Brief:
The count of lines below that include the string "hair" is the whole answer; write it alone.

Data provided:

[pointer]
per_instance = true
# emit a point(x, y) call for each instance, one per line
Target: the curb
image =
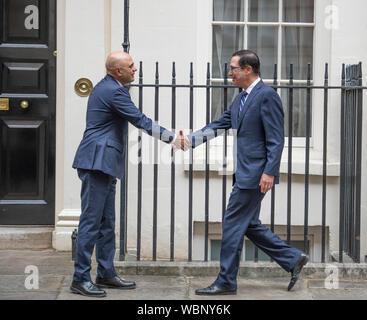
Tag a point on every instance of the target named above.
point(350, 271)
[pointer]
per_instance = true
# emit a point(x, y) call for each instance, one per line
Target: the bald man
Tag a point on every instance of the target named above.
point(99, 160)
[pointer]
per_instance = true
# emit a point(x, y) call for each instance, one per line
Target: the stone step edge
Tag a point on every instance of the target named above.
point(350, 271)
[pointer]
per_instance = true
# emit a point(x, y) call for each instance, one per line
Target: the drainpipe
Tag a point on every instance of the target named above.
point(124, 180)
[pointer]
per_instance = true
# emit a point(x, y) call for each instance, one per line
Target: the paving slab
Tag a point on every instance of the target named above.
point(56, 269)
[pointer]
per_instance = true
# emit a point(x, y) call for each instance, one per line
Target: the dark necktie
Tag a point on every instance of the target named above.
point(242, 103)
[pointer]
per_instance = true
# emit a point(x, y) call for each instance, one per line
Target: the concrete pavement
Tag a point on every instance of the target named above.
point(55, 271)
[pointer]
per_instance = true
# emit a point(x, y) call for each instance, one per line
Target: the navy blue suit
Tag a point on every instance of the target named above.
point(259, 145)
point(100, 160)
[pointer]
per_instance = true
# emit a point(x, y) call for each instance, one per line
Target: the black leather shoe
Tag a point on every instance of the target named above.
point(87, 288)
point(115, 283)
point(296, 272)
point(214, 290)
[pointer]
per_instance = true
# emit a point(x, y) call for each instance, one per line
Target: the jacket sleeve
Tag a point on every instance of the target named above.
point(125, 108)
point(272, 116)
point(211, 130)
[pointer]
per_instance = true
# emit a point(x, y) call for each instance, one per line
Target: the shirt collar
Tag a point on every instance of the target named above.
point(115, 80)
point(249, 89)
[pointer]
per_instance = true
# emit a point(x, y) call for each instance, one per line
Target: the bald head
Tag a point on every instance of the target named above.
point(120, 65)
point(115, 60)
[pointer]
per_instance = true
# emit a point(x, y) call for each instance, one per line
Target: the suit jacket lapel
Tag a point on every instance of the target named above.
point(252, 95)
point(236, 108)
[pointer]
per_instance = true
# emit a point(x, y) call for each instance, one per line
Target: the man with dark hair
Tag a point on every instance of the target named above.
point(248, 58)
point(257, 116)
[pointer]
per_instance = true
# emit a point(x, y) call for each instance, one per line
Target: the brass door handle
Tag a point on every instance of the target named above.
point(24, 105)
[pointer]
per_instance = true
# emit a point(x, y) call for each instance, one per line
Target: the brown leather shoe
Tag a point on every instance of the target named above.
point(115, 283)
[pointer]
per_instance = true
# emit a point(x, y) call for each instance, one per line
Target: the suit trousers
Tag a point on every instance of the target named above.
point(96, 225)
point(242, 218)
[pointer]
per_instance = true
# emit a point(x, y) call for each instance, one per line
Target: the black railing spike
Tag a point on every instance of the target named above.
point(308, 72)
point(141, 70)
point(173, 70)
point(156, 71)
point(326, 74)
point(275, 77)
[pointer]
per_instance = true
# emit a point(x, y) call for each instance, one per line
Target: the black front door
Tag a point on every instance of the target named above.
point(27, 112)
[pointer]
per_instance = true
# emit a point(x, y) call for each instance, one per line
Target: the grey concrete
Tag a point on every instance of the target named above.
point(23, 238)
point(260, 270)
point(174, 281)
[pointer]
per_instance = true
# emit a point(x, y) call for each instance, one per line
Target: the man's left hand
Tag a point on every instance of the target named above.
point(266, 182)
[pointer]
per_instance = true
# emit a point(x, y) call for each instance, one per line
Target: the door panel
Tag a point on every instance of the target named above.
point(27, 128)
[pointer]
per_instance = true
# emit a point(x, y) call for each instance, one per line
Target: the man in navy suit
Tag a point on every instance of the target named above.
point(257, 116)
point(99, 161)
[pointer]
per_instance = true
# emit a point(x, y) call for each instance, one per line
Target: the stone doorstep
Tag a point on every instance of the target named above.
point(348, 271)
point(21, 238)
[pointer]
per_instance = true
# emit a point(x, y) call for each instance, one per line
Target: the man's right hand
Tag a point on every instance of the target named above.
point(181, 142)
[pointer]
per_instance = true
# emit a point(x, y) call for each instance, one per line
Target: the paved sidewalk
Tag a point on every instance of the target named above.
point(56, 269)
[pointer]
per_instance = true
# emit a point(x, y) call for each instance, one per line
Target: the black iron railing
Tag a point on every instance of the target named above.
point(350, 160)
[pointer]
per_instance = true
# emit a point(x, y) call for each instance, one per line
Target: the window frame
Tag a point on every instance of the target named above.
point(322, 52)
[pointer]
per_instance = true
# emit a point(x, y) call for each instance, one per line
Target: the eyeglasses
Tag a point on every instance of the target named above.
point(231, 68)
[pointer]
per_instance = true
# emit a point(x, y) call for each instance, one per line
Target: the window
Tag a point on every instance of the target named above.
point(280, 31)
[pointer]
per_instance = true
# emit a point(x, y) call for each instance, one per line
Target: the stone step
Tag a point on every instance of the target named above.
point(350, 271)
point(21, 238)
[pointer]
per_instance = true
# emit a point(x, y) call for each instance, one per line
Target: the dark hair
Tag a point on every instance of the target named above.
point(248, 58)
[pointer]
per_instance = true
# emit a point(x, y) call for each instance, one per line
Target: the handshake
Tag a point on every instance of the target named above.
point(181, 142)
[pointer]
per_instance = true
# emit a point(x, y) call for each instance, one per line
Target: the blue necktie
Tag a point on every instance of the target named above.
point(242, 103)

==

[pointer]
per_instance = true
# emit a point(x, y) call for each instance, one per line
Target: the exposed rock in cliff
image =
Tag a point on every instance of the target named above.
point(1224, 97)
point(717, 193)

Result for this exercise:
2